About this exercise =>
An exact copy of every entry is needed, without any of the pictures.

[Stored data entries]
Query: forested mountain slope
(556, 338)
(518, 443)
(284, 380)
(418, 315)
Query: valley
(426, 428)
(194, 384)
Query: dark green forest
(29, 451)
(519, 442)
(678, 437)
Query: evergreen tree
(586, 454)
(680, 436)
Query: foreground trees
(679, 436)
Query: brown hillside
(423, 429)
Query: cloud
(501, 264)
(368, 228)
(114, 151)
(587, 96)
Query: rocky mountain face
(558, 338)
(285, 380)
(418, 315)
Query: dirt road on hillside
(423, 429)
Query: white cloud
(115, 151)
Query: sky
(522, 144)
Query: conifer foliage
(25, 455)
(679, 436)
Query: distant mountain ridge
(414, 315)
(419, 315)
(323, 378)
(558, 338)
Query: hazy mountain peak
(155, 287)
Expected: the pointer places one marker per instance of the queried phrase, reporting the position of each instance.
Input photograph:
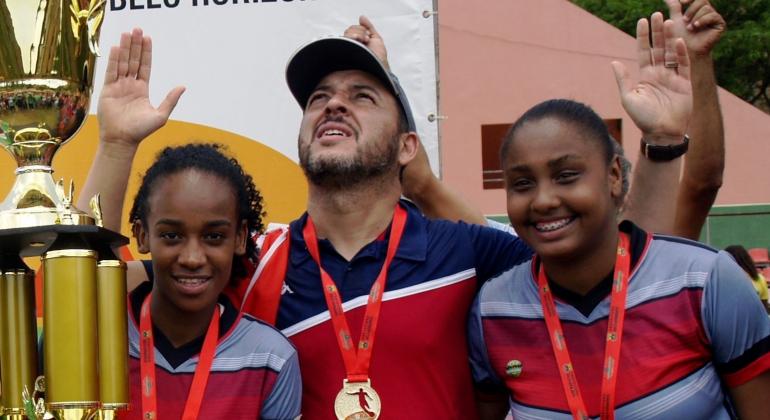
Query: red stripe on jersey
(419, 367)
(749, 372)
(230, 395)
(660, 346)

Your solution =>
Query: forested mountain slope
(556, 338)
(518, 443)
(284, 380)
(418, 315)
Query: valley
(426, 428)
(194, 384)
Query: dark green forest
(29, 451)
(519, 442)
(678, 437)
Query: evergreen tree
(586, 454)
(680, 436)
Query: foreground trees
(679, 436)
Query: brown hillside
(423, 429)
Query: cloud
(501, 264)
(368, 228)
(114, 151)
(587, 96)
Query: rocky mountain face
(558, 338)
(285, 380)
(418, 315)
Query: dirt road on hillside
(423, 429)
Query: white cloud
(115, 151)
Query: sky
(522, 144)
Query: conifer foliage
(25, 455)
(679, 436)
Query: distant mountain ridge
(414, 315)
(419, 315)
(323, 378)
(558, 338)
Query: hazy mountain peak
(155, 287)
Expected: the pointer places one marker per instance of the queried phrase, reporting the position of each instance.
Input photograph:
Query: red stripe on jersey
(419, 367)
(749, 372)
(230, 395)
(660, 346)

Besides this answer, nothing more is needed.